What you are asked to do = Print the lines in the records below word for word, beginning with the line that has "--target boy's eyebrow" and stopping after the line that has "Segment each instance of the boy's eyebrow".

________________________________________

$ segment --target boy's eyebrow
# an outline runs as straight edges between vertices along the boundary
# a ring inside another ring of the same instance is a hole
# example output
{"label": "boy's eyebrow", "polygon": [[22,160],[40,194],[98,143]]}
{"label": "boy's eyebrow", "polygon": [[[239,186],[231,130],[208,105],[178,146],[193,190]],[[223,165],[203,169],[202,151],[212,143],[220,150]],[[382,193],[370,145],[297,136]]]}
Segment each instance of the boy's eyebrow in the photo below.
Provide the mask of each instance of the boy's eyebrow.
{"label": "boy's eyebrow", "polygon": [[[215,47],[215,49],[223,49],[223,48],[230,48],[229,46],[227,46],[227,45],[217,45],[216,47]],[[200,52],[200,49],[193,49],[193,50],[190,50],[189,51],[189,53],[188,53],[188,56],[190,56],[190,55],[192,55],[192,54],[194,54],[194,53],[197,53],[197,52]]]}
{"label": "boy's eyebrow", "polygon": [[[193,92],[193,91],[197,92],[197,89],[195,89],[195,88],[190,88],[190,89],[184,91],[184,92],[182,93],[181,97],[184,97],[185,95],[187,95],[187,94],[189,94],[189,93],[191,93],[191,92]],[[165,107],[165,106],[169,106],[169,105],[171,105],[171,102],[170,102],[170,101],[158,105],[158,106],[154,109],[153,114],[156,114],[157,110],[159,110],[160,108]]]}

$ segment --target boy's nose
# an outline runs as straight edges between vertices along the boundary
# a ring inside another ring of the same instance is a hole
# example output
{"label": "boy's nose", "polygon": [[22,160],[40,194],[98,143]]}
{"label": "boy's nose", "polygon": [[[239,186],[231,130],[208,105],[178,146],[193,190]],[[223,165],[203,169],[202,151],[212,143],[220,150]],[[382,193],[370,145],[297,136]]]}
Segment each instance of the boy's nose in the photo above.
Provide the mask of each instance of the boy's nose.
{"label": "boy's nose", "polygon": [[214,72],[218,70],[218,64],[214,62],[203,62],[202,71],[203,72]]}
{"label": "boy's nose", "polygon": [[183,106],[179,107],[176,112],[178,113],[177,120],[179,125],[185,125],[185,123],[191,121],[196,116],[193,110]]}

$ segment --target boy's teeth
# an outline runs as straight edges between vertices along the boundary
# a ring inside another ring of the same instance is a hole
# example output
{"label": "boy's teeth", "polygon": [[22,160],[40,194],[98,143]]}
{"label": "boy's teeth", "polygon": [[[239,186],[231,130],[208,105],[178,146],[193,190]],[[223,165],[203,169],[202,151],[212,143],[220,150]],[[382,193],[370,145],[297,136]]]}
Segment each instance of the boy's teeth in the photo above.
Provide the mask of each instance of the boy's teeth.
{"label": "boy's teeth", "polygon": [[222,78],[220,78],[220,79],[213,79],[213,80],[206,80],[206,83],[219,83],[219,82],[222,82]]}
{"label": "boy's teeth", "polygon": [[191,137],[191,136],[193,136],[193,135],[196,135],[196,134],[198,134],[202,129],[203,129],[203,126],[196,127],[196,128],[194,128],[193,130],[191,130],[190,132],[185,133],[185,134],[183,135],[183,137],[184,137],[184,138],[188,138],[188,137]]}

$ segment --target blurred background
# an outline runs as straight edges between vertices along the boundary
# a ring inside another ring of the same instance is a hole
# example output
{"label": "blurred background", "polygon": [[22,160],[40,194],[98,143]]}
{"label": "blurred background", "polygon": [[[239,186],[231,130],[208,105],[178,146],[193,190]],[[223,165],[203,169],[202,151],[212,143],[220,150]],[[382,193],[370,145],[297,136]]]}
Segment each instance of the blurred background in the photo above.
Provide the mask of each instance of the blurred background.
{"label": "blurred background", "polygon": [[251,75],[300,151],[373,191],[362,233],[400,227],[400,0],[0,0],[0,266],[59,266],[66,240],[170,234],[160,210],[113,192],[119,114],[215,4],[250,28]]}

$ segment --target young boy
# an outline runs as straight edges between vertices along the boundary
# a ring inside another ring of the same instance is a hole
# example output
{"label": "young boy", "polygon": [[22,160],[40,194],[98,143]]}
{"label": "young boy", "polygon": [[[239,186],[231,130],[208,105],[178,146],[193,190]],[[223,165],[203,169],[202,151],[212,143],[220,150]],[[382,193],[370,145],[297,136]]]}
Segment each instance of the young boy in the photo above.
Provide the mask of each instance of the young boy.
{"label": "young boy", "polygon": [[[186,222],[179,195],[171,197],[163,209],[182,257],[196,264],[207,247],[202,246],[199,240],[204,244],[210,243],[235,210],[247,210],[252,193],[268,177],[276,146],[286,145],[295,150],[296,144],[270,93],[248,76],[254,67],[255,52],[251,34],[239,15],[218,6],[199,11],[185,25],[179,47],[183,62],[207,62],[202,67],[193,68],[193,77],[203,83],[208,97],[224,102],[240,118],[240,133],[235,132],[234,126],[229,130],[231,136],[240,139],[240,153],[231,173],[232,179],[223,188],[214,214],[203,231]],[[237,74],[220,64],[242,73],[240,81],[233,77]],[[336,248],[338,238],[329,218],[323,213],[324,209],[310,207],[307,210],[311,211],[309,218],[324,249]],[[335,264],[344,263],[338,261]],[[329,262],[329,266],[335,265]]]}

________________________________________

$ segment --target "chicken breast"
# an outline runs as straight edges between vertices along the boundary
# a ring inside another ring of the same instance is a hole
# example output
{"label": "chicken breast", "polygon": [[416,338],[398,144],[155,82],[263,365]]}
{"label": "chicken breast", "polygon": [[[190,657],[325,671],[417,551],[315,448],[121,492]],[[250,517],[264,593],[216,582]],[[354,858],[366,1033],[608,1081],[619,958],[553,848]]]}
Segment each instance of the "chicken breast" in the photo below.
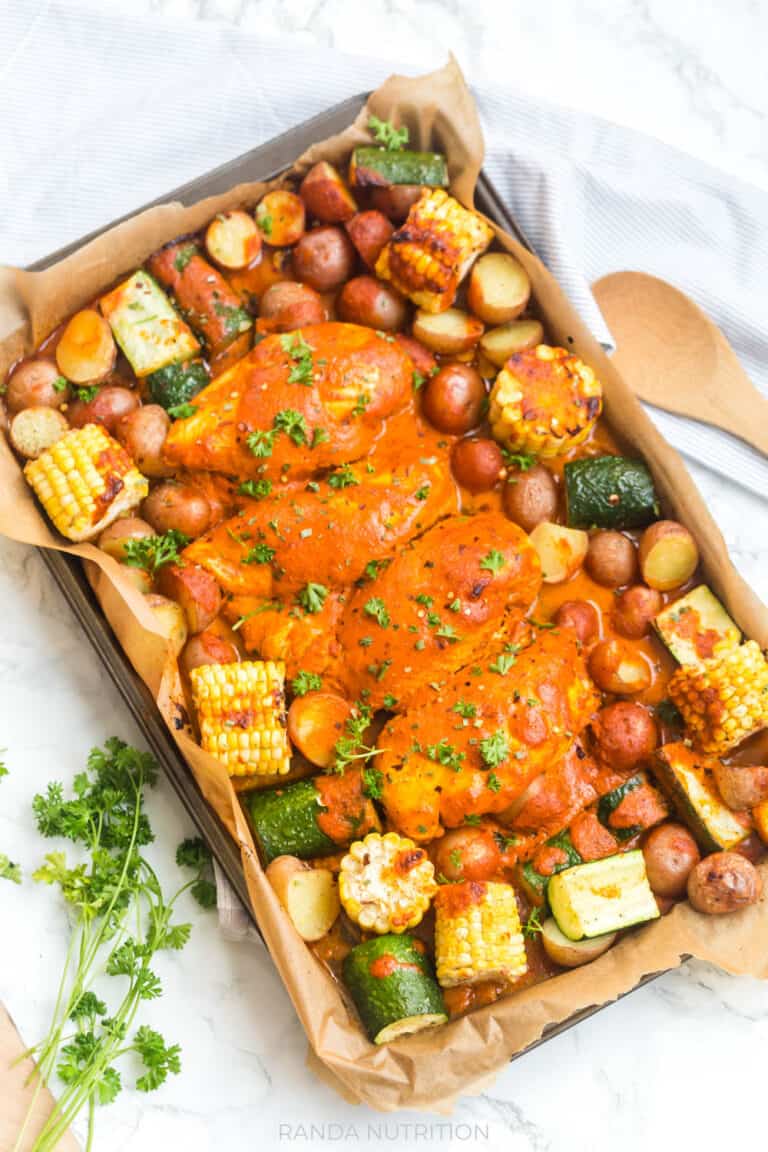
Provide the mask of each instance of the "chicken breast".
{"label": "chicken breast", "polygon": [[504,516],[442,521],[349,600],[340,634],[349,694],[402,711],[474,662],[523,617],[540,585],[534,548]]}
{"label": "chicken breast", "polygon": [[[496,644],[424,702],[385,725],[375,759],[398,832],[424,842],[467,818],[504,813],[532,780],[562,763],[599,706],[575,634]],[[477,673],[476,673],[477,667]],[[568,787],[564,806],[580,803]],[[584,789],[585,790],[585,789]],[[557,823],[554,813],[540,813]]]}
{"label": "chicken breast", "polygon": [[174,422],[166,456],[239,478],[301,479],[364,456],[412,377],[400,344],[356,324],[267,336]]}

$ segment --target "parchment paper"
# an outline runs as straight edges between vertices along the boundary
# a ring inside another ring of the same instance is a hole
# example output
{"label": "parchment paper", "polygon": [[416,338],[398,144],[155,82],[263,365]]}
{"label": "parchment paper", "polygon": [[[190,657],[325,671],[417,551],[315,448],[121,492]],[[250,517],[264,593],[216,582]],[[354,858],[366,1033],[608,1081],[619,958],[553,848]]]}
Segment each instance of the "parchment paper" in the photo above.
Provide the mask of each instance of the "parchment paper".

________________________________________

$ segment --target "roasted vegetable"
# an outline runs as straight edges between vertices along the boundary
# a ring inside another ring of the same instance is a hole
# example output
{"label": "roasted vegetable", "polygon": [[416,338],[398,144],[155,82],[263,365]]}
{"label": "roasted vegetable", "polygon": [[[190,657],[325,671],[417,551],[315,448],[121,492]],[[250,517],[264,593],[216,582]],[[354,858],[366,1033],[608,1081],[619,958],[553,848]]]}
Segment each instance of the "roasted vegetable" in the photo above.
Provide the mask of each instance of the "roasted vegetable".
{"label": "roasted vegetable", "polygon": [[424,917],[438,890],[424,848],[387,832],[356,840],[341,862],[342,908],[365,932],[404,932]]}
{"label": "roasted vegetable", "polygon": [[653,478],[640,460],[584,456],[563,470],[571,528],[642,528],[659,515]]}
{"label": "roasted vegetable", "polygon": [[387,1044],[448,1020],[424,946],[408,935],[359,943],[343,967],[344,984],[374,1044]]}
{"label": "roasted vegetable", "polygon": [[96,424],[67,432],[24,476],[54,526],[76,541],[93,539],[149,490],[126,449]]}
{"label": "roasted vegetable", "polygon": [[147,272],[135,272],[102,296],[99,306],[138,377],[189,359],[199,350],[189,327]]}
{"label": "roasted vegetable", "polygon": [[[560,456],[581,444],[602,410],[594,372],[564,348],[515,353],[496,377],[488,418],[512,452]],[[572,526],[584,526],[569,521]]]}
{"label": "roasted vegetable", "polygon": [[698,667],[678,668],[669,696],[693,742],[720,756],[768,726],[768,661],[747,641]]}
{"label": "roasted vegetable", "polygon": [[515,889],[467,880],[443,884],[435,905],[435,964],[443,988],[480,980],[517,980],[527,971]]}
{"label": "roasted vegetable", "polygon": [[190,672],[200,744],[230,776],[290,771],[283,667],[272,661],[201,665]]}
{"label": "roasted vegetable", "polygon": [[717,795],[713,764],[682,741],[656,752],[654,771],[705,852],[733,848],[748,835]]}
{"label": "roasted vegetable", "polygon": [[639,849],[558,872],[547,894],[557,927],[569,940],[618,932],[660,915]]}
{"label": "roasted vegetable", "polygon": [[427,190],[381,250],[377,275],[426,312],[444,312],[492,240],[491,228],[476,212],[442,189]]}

________________________________________

Solution to the problem =
$ segment --target boy's eyebrow
# an outline runs as straight edges between vertices along the boundary
# a ring inside another ring of the same instance is a hole
# example output
{"label": "boy's eyebrow", "polygon": [[22,160],[40,194],[98,143]]}
{"label": "boy's eyebrow", "polygon": [[[239,186],[231,130],[208,105],[178,146],[193,190]],[[223,165],[203,169],[202,151],[212,143],[220,150]],[[382,193],[370,145],[297,136]]]}
Segment each instance of the boy's eyebrow in the photo below.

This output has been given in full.